Given request
Copy the entries below word for word, leaving out the pictures.

_ _ _ _

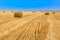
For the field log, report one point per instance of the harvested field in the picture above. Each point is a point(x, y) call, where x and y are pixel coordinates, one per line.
point(29, 25)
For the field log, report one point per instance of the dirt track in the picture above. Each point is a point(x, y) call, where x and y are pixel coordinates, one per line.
point(32, 26)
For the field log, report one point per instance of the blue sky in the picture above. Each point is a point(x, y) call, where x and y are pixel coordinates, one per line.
point(29, 4)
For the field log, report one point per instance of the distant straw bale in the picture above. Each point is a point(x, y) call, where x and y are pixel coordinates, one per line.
point(46, 13)
point(4, 11)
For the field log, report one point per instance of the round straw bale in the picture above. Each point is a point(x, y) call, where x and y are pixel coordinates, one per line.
point(46, 13)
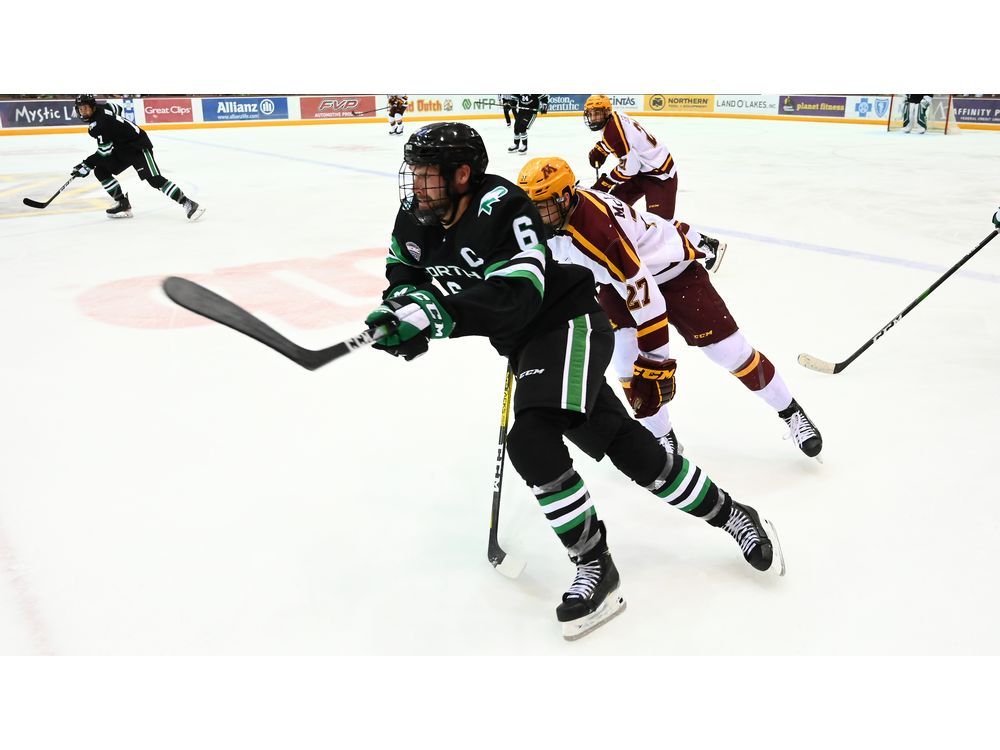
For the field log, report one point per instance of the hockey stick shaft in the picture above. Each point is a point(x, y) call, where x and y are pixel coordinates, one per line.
point(494, 552)
point(819, 365)
point(368, 111)
point(36, 204)
point(208, 304)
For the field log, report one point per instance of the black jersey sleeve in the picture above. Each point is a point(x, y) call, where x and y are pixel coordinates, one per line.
point(514, 271)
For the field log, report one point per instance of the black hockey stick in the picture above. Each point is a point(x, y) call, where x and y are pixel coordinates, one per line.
point(504, 563)
point(831, 368)
point(36, 204)
point(198, 299)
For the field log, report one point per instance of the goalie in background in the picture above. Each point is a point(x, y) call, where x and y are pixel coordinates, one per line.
point(122, 144)
point(915, 109)
point(646, 270)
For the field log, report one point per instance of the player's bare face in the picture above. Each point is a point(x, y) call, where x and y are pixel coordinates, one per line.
point(430, 187)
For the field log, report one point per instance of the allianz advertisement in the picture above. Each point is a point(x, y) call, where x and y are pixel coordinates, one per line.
point(245, 108)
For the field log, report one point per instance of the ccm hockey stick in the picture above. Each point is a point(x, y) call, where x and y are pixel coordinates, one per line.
point(36, 204)
point(206, 303)
point(832, 368)
point(504, 563)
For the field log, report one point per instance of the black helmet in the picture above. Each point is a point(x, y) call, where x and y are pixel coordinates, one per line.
point(86, 99)
point(448, 145)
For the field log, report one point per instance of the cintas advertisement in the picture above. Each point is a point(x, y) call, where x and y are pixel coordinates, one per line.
point(232, 109)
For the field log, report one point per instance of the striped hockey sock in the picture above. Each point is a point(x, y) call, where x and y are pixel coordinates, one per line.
point(571, 513)
point(685, 486)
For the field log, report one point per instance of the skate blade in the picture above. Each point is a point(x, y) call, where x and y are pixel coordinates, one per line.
point(777, 556)
point(613, 606)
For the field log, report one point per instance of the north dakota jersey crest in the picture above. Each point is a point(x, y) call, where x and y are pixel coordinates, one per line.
point(498, 277)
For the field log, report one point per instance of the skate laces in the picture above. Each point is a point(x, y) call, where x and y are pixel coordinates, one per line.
point(742, 528)
point(799, 428)
point(588, 575)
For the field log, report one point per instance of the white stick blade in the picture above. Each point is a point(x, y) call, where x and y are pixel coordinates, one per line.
point(813, 363)
point(512, 567)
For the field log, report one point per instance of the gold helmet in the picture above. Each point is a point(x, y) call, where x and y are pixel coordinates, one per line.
point(550, 183)
point(596, 111)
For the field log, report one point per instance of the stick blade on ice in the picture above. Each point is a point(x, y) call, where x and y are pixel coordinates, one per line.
point(819, 365)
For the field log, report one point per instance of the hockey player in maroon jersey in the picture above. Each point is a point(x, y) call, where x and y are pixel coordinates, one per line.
point(122, 144)
point(468, 258)
point(646, 271)
point(645, 166)
point(397, 106)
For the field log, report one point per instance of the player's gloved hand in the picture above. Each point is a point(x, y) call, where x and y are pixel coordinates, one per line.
point(652, 385)
point(596, 157)
point(411, 315)
point(604, 184)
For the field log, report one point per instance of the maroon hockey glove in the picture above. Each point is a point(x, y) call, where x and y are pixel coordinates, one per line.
point(597, 156)
point(604, 184)
point(652, 385)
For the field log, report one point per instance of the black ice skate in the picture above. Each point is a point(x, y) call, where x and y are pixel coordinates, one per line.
point(192, 209)
point(592, 600)
point(802, 430)
point(758, 540)
point(715, 251)
point(121, 210)
point(671, 444)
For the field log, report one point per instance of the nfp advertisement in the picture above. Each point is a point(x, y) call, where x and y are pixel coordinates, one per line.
point(38, 114)
point(245, 108)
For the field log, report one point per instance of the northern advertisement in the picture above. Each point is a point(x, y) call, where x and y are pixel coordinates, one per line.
point(336, 105)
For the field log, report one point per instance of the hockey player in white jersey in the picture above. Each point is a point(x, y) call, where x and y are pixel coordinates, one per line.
point(646, 269)
point(915, 110)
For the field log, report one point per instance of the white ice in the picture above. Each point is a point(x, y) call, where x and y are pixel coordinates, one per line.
point(172, 487)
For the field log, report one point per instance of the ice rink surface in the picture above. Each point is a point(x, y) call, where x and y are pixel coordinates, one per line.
point(172, 487)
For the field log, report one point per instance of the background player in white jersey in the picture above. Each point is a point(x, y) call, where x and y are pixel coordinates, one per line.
point(645, 166)
point(915, 109)
point(647, 271)
point(397, 106)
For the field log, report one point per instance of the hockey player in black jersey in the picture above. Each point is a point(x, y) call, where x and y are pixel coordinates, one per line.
point(527, 107)
point(122, 144)
point(468, 258)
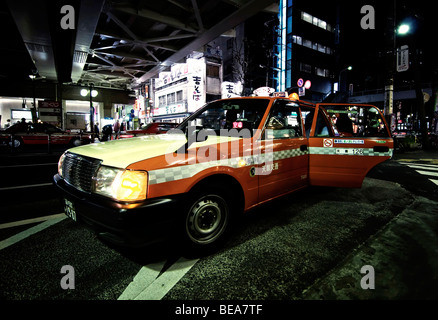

_ _ _ _

Full response
For the field log, report one point per instance of the harvested field in the picture above. Each point is a point(x, y) call, where x and y are pixel coordinates, one per line.
point(29, 25)
For the field log, report one point per instance of the dirt track in the picture above. Each point is a point(x, y) call, where x and y are pixel coordinates, one per line.
point(32, 26)
For the field log, report one point per instance of the blue sky in the picture above. Each point is a point(x, y) call, where x and y are pixel coordinates, one per line.
point(29, 4)
For the field log, report one point per instance of the distant straw bale in the picture above. Each point is a point(x, y) call, where x and y are pixel coordinates, one per line.
point(46, 13)
point(4, 11)
For the field log, report one point per instance of the round straw bale in the picture above. Each point is a point(x, y) call, where x and y are pixel coordinates, one per line.
point(46, 13)
For the field log, report one point per instance of the hockey stick shaft in the picture above. Each point is a point(x, y) call, where x and y are pixel coordinates, one per line.
point(494, 552)
point(819, 365)
point(368, 111)
point(36, 204)
point(208, 304)
For the field log, report one point per instance of the black jersey sleeve in the picture above. Each point is a point(x, y) call, where x and y are pixel coordinates, one per line.
point(514, 271)
For the field log, report one point per instance of the black hockey stick in the picture above. Each point is a point(x, y) call, where x and y are pixel coordinates, one per line.
point(504, 563)
point(831, 368)
point(36, 204)
point(198, 299)
For the field log, report one point per instance of the goalie in background in the picture above. Each point is a point(x, y) call, where x and y are pixel coordinates, one per line.
point(122, 144)
point(915, 109)
point(646, 270)
For the field log, report one point per instance of the player's bare face in the picture above. Each point is a point(x, y) call, where x and y are pixel coordinates, one per line.
point(430, 187)
For the field log, report one point per instance of the allianz advertisement in the picture above. Each point is a point(x, y) call, where x and y are pixel coordinates, one per line.
point(245, 108)
For the field log, report one point per instance of the ccm hockey stick in the picture above. Each point is a point(x, y) call, where x and y are pixel coordinates, one per line.
point(36, 204)
point(206, 303)
point(832, 368)
point(504, 563)
For the field log, report one point per instance of the black helmet in the picture above. Each point is a point(x, y) call, where x and y are pixel coordinates, one per line.
point(86, 99)
point(448, 145)
For the field log, report one point per instance of the cintas advertisement in the picture above. Each point is a point(x, y) call, where x and y are pixel coordinates, one per line.
point(232, 109)
For the field log, report one point per instance of the striped hockey sock in the picture above. Each point is a point(x, y) call, where x and y are pixel coordinates, one per line.
point(571, 513)
point(685, 486)
For the field log, report one point per instance of the skate blade in the picture above. Each point is a point(x, y) call, where x and y are pixel coordinates, one per line.
point(777, 556)
point(613, 606)
For the field log, report one point per instance of the north dakota jersey crest in the picture above. Each point is a point(x, y) call, where x and y are pixel coordinates, one per line.
point(498, 277)
For the field log, report one point per instance of the skate laces in the picture above. Each point is a point(x, y) call, where x and y are pixel coordinates, one per line.
point(742, 528)
point(799, 428)
point(588, 575)
For the field log, report one point per instance of the white stick blade in the picture above. Each point is a point(x, y) call, where x and y are pixel coordinates, one per line.
point(813, 363)
point(512, 567)
For the field log, report one point per instance of the gold helmet in the picture above. Each point is a point(x, y) call, where x and y are pixel coordinates, one per line.
point(550, 183)
point(596, 111)
For the field log, report one point per instance of the stick blade on ice in the picture above. Each point is a point(x, y) call, where x and y are pixel coordinates, one per line.
point(819, 365)
For the field log, report one point per instance of the hockey player in maroon jersey in the picture above. Each point is a point(x, y) call, where x and y are pixel coordinates, one per line.
point(122, 144)
point(468, 258)
point(646, 271)
point(645, 166)
point(397, 106)
For the field log, report one point per instance of the player's gloved hand in the picture above. Each point is a point(x, y) call, where x and y are pixel coordinates, one per line.
point(652, 385)
point(596, 157)
point(411, 315)
point(604, 184)
For the field log, report one point per instance of the maroon hockey glove in the picture above. Each point is a point(x, y) call, where x and y are pixel coordinates, one per line.
point(597, 156)
point(604, 184)
point(652, 385)
For the field log, report one point per instance of the black ice skate in the picture above. Each point is a point(x, y) call, where x and y are pixel coordinates, one per line.
point(192, 209)
point(592, 600)
point(802, 430)
point(758, 540)
point(715, 251)
point(121, 210)
point(671, 444)
For the field log, report one point per instance of the nfp advertisement in the picture above. Each point is a point(x, y) call, where x and y are pixel coordinates, one per line.
point(38, 114)
point(245, 108)
For the field log, report one point per instance of the northern advertisement in the picture above. Each point is a point(x, y) call, where x and y are pixel coordinates, one per line.
point(336, 105)
For the field log, report one point per instance of the hockey player in white jersey in the picture above. Each point is a point(x, y) call, where x and y are pixel coordinates, one per line.
point(646, 269)
point(915, 110)
For the field log, report one point per instance of the white ice in the picture above. Each point is a point(x, y) call, where x and y are pixel coordinates, one per line.
point(172, 487)
For the field log, report one point per instance of the ice rink surface in the picture above. Each point is a point(x, y) call, where x and y are pixel coordinates, one per line.
point(172, 487)
For the field log, report one point per instance of the background player in white jersey in the picture above. Each point is a point(x, y) call, where x and y are pixel coordinates, one per line.
point(645, 166)
point(915, 109)
point(647, 271)
point(397, 106)
For the field log, report one point per instance of the hockey player in black jersey in the picture above. Each point is a point(x, y) call, where x and y are pixel coordinates, one per line.
point(527, 107)
point(122, 144)
point(468, 258)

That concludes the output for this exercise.